Task statement:
Reproduce the following forum post about a husband's interest in video games in full, word for word.

Passage:
I have seen tons of posts on here over time about women struggling with men playing video games. Personally i cannot stand video games, and have had relationships in the past that have failed because of games. My husband is a casual gamer who has games, plays them here and there but suddenly is fixated on the arrival of grand theft auto 5. He blabbed yesterday that he wants to spend $300 on a new ps3 and the game. That's really not in our budget right now and we had a good talk about it. He said he misses having a way to unwind other than watch tv, and also wants to bond with his younger brothers over it (they used to play games all the time when they were kids). I know how my DH can be, and I worry that he will get wrapped up in this game instead of doing important things. I am curious as to how all you girls handle gamer SOs. Obviously my husband is a grown man and can do what he wants but I really worry about bringing such a game into our life.
Re: Is anyone else anti-video games?

Provided records:
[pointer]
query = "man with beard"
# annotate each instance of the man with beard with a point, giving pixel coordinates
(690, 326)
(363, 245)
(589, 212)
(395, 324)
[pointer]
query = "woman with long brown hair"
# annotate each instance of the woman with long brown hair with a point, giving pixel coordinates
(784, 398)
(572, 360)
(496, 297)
--
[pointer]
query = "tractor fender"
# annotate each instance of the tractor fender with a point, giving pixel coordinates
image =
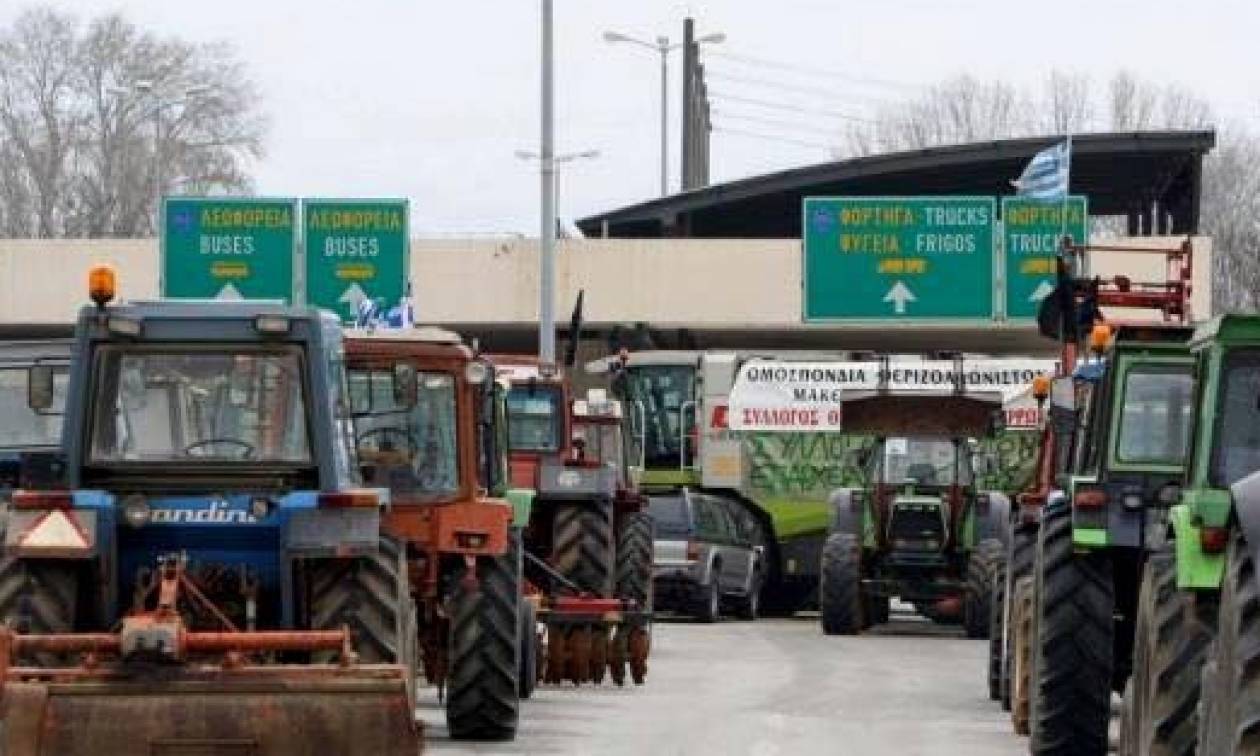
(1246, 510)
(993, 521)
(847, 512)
* * *
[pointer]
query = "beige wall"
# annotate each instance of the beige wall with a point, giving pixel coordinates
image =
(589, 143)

Answer in full:
I have seen tons of posts on here over time about women struggling with men playing video games. Personally i cannot stand video games, and have had relationships in the past that have failed because of games. My husband is a casual gamer who has games, plays them here and there but suddenly is fixated on the arrival of grand theft auto 5. He blabbed yesterday that he wants to spend $300 on a new ps3 and the game. That's really not in our budget right now and we had a good talk about it. He said he misses having a way to unwind other than watch tv, and also wants to bond with his younger brothers over it (they used to play games all the time when they were kids). I know how my DH can be, and I worry that he will get wrapped up in this game instead of doing important things. I am curious as to how all you girls handle gamer SOs. Obviously my husband is a grown man and can do what he wants but I really worry about bringing such a game into our life.
Re: Is anyone else anti-video games?